Pull each line with the string "dress" from the entries.

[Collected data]

=== Section Start ===

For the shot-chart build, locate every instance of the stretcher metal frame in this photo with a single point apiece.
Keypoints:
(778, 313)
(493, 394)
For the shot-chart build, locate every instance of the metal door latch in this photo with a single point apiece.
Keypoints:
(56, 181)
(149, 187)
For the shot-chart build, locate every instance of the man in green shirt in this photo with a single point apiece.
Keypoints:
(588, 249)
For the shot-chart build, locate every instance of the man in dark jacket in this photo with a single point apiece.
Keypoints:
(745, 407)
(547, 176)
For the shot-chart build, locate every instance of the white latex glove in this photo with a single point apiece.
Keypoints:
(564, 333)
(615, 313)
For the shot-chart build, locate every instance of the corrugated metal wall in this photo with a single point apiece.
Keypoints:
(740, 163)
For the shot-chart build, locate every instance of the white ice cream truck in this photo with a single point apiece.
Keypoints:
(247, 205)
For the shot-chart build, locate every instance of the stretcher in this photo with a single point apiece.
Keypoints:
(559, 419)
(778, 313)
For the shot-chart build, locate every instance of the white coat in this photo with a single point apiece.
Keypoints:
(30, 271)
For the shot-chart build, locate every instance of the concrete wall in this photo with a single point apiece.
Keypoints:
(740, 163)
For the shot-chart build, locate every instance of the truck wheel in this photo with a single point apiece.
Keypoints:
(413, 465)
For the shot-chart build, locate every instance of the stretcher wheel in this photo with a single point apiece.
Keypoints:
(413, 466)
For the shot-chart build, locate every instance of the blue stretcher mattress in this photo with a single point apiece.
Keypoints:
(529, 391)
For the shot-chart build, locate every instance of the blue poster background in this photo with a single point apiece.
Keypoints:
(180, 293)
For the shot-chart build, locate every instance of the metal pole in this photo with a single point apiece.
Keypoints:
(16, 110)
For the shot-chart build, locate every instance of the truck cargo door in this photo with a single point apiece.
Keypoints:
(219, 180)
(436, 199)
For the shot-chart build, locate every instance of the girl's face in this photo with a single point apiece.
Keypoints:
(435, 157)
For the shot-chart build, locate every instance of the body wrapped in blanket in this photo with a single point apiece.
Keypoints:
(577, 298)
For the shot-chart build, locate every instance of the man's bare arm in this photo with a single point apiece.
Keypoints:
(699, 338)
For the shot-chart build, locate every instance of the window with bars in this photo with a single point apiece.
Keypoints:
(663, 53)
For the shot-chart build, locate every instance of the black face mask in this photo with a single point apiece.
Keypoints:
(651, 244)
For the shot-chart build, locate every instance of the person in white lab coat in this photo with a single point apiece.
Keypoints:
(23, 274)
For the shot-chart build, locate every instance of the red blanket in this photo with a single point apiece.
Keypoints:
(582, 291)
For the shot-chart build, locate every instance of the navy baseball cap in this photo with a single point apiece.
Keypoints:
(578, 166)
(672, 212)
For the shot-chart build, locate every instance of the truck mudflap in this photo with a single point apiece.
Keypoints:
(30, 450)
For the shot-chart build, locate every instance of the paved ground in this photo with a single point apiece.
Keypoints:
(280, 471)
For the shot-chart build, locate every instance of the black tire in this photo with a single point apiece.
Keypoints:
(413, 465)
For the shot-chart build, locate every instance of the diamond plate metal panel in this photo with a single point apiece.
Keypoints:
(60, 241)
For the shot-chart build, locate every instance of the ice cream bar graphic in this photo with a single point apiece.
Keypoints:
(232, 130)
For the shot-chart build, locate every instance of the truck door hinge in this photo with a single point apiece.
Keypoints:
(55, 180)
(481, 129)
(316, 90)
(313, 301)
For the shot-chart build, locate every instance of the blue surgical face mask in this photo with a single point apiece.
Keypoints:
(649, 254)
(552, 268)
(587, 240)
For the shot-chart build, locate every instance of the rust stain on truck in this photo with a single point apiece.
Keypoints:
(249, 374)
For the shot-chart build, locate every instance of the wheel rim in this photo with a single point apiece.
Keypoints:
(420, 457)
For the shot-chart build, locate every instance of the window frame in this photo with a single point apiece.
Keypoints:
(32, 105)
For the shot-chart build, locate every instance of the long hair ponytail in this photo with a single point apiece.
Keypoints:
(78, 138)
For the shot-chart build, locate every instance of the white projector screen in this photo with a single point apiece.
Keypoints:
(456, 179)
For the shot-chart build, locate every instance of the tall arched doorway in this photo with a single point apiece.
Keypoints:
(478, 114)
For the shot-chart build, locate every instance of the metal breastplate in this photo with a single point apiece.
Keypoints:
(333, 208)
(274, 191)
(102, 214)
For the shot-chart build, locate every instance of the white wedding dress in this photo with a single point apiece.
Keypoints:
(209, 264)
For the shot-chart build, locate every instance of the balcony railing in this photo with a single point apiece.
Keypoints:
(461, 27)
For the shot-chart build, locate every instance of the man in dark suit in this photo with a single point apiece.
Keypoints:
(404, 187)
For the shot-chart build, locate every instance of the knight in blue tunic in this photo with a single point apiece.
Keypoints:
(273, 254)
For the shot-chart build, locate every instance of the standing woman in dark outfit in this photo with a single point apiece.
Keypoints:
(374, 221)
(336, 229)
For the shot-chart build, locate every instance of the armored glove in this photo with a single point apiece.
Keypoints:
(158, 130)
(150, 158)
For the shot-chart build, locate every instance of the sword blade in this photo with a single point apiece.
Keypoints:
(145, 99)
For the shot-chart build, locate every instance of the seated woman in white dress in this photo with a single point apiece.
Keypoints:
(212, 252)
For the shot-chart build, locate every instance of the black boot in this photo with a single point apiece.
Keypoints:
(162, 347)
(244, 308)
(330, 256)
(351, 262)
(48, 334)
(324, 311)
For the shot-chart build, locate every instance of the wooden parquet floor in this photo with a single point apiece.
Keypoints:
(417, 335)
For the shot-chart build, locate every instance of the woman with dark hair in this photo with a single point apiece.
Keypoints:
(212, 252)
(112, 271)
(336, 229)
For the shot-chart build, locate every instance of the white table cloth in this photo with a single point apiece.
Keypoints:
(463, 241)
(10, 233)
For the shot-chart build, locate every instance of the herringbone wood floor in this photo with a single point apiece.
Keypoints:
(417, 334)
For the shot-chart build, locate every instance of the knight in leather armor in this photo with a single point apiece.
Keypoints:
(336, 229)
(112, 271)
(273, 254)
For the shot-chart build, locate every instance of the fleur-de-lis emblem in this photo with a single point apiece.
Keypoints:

=== Section End ===

** Result of this exercise **
For the shot-chart build, locate every instance of the white wedding dress in this photo with a single point apiece.
For the shot-chart build, locate every instance of the seated woman in white dress in this photo with a single point apiece.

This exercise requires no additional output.